* Problem description
Every line from the start of the records below to the line containing "TARGET = slatted canopy" should be retyped exactly, that line included, and no others.

══ Supplied material

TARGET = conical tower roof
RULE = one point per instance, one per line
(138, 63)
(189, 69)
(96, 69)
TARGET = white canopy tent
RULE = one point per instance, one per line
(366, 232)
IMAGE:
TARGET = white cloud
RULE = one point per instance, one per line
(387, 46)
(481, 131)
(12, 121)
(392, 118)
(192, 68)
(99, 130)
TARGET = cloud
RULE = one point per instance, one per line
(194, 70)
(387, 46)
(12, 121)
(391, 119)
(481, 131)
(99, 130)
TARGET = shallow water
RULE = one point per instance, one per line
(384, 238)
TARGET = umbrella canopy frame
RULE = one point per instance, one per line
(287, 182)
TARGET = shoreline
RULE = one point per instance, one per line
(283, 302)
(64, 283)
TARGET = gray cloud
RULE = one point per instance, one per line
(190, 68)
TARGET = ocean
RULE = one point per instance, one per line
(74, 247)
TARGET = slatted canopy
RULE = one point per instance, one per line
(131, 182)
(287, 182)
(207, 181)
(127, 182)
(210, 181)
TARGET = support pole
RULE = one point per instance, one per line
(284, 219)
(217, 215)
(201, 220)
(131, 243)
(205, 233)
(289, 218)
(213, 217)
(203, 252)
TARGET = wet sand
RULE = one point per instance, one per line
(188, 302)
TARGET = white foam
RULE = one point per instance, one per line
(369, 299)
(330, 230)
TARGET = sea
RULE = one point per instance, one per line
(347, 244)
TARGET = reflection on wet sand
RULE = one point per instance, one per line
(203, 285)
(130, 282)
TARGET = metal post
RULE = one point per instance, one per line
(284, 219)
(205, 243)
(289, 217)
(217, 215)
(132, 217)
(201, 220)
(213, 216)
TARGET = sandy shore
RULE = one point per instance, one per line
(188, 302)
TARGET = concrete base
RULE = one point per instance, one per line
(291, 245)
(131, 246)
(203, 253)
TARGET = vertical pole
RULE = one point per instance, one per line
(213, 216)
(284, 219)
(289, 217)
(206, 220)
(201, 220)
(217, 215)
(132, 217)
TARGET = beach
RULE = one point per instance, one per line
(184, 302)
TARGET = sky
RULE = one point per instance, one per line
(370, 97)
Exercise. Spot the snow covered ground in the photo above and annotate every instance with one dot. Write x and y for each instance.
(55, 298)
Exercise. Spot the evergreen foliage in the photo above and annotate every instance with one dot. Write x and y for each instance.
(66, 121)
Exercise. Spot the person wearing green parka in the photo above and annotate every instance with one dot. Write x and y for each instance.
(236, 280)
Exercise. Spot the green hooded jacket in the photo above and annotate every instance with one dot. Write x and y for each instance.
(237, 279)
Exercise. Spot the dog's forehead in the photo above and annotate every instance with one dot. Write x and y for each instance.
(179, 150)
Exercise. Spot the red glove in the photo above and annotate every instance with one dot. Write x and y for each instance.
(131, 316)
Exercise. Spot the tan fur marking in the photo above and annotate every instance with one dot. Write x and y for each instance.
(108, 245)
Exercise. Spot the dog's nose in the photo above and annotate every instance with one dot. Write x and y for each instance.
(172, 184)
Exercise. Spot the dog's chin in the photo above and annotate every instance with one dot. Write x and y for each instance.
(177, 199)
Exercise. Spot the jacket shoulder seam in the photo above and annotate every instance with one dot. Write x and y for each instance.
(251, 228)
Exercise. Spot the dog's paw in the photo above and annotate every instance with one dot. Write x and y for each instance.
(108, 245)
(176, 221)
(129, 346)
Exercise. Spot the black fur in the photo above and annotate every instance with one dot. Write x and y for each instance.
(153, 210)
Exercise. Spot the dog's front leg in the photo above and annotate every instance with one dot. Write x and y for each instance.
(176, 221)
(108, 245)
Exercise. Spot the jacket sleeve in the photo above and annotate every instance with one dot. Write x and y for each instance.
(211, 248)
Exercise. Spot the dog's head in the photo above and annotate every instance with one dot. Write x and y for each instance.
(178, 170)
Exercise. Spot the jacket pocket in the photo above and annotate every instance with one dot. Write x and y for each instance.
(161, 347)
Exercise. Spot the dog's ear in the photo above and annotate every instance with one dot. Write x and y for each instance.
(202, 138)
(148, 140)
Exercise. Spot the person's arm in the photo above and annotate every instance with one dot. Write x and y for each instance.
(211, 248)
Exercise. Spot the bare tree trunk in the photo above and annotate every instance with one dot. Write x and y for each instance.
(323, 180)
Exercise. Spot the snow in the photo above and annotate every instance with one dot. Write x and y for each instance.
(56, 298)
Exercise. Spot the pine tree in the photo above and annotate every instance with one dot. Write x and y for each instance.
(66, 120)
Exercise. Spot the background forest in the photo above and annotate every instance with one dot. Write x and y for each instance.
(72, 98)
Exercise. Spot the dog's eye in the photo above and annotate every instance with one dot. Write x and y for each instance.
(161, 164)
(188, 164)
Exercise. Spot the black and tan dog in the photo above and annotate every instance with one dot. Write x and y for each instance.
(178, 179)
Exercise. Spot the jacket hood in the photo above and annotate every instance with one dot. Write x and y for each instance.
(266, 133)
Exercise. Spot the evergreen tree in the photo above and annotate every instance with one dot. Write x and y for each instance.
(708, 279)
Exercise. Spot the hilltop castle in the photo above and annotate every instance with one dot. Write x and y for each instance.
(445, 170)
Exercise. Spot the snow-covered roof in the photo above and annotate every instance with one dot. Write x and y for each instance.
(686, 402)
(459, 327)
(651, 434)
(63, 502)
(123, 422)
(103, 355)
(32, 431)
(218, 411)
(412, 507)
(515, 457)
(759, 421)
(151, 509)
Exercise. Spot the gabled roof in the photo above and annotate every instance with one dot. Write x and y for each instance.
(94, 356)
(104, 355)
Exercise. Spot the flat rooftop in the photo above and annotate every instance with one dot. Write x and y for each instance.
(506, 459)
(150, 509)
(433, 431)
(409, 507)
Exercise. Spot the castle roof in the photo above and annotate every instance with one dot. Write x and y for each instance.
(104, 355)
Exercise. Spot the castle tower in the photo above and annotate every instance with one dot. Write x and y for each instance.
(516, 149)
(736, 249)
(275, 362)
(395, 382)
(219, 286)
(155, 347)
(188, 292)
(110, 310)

════

* Task output
TARGET = conical tower roof
RULE = one point per instance, one per line
(138, 63)
(189, 69)
(96, 69)
TARGET = white canopy tent
RULE = one point per instance, one per line
(366, 232)
IMAGE:
TARGET = white cloud
RULE = one point per instance, one per line
(387, 46)
(481, 131)
(12, 121)
(392, 118)
(192, 68)
(99, 130)
TARGET = cloud
RULE = one point per instance, one per line
(194, 70)
(387, 46)
(12, 121)
(391, 119)
(481, 131)
(99, 130)
TARGET = shallow water
RULE = one point per instance, one per line
(384, 238)
TARGET = umbrella canopy frame
RULE = one point per instance, one per line
(287, 182)
TARGET = shoreline
RULE = one point per instance, one per line
(283, 302)
(64, 283)
TARGET = gray cloud
RULE = one point per instance, one per line
(190, 68)
TARGET = ocean
RULE = one point per instance, one per line
(74, 247)
TARGET = slatted canopy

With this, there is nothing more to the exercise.